SUPPLIED DATA:
***
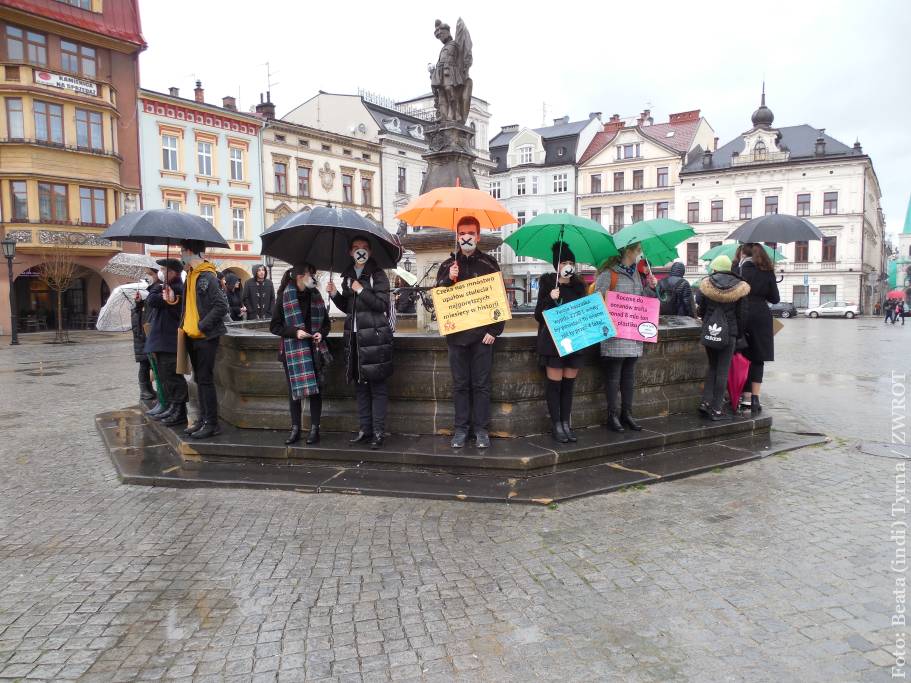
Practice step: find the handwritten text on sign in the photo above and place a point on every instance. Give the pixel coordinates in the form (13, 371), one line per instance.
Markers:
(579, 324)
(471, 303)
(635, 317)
***
GIVEN REQUEST: Rewrite the records above, swapping "sign" for "board" and keeping every other word as it is. Omit the pictures.

RESPONSE TO THIS EXERCISE:
Practice step: find the handwritten text on board in the photo above and place a point on every instance. Give the pixel coordinates in the form (13, 371), one line per instance.
Markers:
(579, 324)
(471, 303)
(635, 317)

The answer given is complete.